Task prompt: From the line containing "line --coords pixels" down to the last line of the records below, copy every line exactly. Leave out everything before it.

Exercise materials:
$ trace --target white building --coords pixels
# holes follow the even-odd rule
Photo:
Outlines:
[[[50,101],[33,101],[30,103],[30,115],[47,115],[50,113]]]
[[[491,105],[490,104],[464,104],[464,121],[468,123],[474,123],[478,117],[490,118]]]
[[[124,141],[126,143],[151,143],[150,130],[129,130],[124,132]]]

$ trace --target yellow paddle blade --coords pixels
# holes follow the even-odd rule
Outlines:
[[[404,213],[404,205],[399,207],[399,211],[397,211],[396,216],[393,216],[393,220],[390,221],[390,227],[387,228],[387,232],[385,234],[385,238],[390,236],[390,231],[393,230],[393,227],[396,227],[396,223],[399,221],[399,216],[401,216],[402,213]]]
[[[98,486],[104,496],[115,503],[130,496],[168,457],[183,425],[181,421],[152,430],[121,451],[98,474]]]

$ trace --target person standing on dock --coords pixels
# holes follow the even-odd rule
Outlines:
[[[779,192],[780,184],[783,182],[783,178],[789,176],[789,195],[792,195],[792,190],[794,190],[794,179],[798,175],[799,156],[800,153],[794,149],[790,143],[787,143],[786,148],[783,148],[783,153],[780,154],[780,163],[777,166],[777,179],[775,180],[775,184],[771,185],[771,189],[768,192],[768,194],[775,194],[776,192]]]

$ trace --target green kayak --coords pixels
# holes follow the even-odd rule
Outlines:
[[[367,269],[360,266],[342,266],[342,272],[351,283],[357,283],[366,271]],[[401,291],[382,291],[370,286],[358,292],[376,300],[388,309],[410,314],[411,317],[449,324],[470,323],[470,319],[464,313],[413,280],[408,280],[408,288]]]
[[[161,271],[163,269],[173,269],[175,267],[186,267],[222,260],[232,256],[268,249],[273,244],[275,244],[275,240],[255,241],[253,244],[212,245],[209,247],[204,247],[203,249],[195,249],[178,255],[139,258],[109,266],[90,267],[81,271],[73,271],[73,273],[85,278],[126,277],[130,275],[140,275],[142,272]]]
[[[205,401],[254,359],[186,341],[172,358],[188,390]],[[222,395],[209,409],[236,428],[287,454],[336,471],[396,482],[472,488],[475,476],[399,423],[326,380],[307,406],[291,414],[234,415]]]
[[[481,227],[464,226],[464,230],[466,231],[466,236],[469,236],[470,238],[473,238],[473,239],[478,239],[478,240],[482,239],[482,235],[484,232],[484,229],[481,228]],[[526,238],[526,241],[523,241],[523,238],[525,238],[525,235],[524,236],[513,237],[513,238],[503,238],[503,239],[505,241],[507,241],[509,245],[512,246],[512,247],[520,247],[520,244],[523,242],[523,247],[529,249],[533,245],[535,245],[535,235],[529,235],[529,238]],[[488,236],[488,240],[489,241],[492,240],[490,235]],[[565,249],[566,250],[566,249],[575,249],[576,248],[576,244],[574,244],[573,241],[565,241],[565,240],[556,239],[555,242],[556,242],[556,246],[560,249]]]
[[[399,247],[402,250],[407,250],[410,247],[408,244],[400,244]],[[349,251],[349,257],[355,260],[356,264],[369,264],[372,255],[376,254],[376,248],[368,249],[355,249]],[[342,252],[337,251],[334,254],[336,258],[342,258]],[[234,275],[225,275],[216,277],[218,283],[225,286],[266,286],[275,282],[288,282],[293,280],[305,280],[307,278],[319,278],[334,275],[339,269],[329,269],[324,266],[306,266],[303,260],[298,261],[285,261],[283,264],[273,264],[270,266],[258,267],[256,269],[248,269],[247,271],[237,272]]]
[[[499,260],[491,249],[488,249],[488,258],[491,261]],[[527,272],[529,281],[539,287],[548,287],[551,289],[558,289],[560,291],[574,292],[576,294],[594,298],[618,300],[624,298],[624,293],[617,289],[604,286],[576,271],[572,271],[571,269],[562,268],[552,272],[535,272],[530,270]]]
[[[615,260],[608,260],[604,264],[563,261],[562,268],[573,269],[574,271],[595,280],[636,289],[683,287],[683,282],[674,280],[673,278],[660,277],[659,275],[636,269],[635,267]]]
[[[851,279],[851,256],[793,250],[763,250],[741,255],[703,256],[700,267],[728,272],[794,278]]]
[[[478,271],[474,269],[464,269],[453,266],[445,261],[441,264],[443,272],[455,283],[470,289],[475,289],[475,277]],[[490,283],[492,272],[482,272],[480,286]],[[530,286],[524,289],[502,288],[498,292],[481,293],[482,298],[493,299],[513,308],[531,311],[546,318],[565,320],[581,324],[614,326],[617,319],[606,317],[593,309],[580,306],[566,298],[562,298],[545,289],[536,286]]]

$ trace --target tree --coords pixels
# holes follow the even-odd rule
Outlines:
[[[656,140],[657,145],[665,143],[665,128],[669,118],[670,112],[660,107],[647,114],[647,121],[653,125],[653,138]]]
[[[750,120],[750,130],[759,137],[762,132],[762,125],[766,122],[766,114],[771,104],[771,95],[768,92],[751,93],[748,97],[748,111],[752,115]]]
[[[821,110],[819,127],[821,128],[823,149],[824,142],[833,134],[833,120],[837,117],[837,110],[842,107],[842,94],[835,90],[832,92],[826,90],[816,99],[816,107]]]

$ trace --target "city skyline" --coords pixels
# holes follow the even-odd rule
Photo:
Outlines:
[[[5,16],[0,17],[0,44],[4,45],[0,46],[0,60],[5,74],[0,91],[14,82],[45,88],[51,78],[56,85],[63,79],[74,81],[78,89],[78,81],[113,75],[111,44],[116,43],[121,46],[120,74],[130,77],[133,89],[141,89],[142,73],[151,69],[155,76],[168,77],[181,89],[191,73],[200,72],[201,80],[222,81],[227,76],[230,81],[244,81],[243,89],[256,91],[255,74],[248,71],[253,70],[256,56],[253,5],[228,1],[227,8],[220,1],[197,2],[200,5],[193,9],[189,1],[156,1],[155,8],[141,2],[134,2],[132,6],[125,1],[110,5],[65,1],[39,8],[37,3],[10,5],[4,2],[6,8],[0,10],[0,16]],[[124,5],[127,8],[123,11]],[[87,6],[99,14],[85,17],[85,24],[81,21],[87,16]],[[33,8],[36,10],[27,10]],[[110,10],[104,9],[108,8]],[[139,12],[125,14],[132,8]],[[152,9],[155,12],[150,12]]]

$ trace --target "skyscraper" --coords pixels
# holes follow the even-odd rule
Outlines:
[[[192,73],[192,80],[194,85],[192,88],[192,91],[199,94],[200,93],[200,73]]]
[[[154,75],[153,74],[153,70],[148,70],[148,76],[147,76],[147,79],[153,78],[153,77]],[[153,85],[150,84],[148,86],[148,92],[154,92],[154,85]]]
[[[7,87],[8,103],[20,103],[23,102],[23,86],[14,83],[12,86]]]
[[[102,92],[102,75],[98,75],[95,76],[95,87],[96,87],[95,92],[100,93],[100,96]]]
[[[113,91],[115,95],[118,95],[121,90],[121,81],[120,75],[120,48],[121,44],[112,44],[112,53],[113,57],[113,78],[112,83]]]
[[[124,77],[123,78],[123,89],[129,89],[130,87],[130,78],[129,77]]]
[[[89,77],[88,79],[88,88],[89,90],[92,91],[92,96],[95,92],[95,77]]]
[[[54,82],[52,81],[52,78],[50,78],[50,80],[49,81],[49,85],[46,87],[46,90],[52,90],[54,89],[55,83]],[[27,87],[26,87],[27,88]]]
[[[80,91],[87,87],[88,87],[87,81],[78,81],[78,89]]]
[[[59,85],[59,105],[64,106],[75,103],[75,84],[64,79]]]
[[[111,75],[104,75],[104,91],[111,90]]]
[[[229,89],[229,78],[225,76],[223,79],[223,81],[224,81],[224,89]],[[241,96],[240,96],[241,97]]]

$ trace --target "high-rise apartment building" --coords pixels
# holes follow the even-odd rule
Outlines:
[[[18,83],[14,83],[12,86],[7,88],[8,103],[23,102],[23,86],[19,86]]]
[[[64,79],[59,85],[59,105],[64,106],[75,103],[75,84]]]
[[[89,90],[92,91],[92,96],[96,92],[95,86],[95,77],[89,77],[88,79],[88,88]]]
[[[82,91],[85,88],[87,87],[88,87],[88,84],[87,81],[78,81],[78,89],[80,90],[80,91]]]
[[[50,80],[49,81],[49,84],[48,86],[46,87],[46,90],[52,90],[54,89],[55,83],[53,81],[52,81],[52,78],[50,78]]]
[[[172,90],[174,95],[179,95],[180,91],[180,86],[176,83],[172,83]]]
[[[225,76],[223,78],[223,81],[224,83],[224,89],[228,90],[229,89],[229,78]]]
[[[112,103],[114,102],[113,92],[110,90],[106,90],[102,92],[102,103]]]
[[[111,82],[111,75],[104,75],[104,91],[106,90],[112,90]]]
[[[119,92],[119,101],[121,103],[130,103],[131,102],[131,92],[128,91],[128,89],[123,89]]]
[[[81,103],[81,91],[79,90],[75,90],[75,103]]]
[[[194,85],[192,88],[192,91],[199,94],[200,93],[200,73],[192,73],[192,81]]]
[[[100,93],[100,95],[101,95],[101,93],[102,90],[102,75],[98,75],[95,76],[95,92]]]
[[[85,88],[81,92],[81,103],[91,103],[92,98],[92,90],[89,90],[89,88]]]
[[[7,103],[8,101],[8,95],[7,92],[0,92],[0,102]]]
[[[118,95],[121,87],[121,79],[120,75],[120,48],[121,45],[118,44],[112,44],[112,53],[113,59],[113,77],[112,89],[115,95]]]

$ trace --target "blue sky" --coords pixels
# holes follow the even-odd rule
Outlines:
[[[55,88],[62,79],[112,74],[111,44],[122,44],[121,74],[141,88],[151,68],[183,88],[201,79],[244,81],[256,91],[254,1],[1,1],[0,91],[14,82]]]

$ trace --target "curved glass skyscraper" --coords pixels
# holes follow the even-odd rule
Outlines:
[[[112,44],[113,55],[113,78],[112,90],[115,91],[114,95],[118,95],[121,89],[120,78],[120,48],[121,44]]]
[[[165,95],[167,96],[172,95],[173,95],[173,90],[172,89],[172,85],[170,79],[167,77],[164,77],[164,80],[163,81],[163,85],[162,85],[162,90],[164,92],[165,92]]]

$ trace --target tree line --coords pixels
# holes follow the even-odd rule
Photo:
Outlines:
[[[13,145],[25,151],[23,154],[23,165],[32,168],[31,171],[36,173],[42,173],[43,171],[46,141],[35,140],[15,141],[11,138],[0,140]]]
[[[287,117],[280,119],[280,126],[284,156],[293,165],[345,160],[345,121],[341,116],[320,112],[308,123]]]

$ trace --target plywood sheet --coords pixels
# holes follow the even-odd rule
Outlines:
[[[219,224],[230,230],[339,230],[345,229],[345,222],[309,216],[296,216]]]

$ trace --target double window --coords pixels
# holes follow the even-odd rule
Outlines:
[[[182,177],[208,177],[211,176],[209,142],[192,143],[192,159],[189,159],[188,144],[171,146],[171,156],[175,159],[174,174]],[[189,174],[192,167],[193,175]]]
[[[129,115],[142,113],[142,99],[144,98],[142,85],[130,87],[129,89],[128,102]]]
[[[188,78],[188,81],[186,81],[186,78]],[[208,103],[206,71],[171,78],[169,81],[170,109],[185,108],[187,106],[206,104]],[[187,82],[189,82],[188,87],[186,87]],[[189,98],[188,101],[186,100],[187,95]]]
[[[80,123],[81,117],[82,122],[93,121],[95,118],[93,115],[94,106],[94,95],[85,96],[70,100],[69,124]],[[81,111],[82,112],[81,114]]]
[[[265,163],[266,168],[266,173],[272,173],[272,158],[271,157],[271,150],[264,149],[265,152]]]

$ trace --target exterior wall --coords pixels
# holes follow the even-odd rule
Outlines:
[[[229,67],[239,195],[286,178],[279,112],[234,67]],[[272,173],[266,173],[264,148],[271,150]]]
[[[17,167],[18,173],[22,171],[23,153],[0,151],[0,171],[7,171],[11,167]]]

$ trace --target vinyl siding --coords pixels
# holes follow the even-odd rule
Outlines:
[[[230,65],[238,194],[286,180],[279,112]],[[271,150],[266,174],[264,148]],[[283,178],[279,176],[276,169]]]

Task answer:
$ trace --target tree line --coords pixels
# holes follow the even-odd rule
Photo:
Outlines:
[[[13,145],[25,151],[23,154],[23,165],[32,168],[31,171],[36,173],[42,173],[43,171],[46,141],[35,140],[15,141],[11,138],[0,140]]]
[[[287,117],[280,119],[280,126],[284,156],[293,165],[345,160],[345,121],[341,116],[320,112],[308,123]]]

$ trace --target plywood sheet --coords pixels
# holes follow the even-odd rule
Outlines:
[[[219,224],[230,230],[339,230],[345,229],[345,222],[309,216],[296,216]]]

$ trace --target double window --coords pixels
# holes follow the even-odd rule
Outlines:
[[[182,177],[208,177],[211,176],[209,142],[192,143],[192,159],[189,159],[188,144],[171,146],[171,156],[175,159],[174,174]],[[189,174],[192,167],[193,175]]]
[[[129,115],[142,113],[142,99],[144,98],[142,85],[130,87],[129,89],[128,102]]]
[[[188,78],[188,81],[186,81],[186,78]],[[208,103],[206,71],[171,78],[169,81],[170,109],[185,108],[187,106],[206,104]],[[187,82],[189,82],[188,87],[186,87]],[[189,98],[188,101],[186,100],[187,95]]]
[[[80,123],[81,117],[82,122],[93,121],[95,118],[93,115],[94,106],[94,95],[85,96],[70,100],[69,124]],[[81,111],[82,112],[81,114]]]
[[[265,163],[266,168],[266,173],[272,173],[272,158],[271,157],[271,150],[264,149],[265,152]]]

$ trace --target exterior wall --coords pixels
# holes follow the even-odd rule
Outlines:
[[[229,67],[239,195],[286,178],[279,112],[234,67]],[[272,173],[266,173],[264,148],[271,150]]]
[[[17,167],[18,173],[22,171],[23,153],[0,151],[0,171],[7,171],[11,167]]]

$ trace --target vinyl siding --coords pixels
# holes follow the even-odd rule
Outlines:
[[[230,65],[238,194],[286,180],[279,112]],[[271,150],[266,174],[264,148]],[[283,178],[279,176],[276,169]]]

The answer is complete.